▶ _To do_
Extract exactly and only the lines of the data below, starting at the line with "Point to the koala's ear, one" and stopping after the final line.

▶ _Task input_

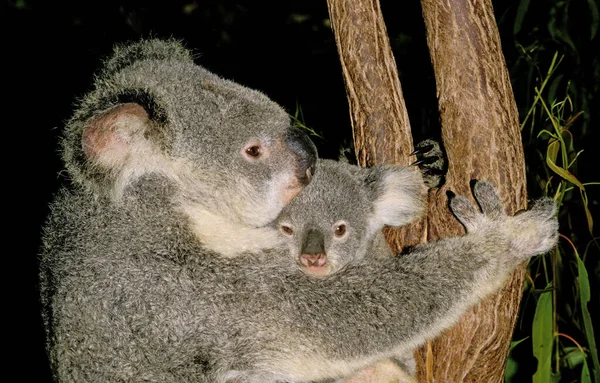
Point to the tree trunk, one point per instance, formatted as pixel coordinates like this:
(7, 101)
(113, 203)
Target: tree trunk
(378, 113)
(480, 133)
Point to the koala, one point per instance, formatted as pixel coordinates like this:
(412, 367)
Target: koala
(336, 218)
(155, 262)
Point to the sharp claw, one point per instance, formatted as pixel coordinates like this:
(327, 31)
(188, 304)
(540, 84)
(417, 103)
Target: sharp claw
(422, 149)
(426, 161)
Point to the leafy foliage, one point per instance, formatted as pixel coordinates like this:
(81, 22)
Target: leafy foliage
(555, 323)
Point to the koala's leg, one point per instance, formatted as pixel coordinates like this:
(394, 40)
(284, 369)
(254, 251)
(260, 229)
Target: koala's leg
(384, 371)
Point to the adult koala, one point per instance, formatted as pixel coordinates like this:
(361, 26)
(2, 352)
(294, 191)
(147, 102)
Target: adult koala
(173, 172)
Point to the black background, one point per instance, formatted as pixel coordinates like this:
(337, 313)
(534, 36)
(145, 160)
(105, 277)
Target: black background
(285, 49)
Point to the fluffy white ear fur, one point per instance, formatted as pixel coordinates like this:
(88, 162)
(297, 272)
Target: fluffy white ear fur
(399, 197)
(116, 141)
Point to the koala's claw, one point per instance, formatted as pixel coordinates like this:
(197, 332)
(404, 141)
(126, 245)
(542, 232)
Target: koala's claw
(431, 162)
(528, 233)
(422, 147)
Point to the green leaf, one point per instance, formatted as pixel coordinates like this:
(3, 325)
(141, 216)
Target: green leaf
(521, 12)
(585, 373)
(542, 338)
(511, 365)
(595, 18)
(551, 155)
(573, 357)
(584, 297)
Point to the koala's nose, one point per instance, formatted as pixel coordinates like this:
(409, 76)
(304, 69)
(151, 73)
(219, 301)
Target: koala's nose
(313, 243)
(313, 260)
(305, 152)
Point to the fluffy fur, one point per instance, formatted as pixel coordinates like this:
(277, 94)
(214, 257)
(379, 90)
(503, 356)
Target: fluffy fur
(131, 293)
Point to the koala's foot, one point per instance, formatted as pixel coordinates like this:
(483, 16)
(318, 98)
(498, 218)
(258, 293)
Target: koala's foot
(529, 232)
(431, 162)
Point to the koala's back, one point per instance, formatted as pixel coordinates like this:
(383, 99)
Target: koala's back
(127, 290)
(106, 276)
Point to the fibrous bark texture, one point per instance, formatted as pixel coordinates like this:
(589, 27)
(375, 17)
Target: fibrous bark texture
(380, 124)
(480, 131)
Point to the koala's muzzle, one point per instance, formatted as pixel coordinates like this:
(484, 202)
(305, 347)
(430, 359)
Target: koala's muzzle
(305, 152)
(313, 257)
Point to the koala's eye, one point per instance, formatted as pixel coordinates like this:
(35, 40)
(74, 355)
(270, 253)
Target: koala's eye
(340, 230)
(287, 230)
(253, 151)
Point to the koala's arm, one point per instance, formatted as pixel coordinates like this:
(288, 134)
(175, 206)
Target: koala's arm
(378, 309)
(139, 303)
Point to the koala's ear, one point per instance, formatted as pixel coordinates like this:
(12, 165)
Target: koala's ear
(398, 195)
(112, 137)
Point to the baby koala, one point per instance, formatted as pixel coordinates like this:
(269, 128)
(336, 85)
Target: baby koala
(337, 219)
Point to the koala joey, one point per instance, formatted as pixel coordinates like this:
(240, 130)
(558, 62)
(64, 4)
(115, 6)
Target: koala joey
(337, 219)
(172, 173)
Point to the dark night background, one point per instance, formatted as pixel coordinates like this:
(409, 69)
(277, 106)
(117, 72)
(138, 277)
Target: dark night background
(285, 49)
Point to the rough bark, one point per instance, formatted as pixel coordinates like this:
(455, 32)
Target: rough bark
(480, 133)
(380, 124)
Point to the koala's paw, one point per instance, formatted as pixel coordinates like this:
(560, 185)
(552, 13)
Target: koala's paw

▶ _Solution to this task_
Point to the koala's ear, one point per instance, formatted as pixel coordinates like this:
(12, 165)
Target: koala's ear
(398, 195)
(112, 137)
Point to the baby koala, one point per instance, formatted as pixel coordinates like this:
(269, 128)
(336, 85)
Target: baby koala
(337, 219)
Point to the koala joey, one point per instance, formatted as pixel coordinates like this:
(240, 130)
(558, 62)
(64, 4)
(115, 6)
Target: koala joey
(337, 219)
(172, 173)
Point to the dark night background, one point per instance, formatted as pixel coordinates like this:
(409, 69)
(277, 106)
(117, 72)
(138, 277)
Target: dark night background
(285, 49)
Point to the rough bark, one point per instance, formatted as pixel coordinates like this:
(455, 32)
Target: rough bark
(480, 133)
(380, 124)
Point to the koala's paw, one point per instance, formatted as pixel coordinates like this:
(560, 185)
(552, 13)
Target: koala's paw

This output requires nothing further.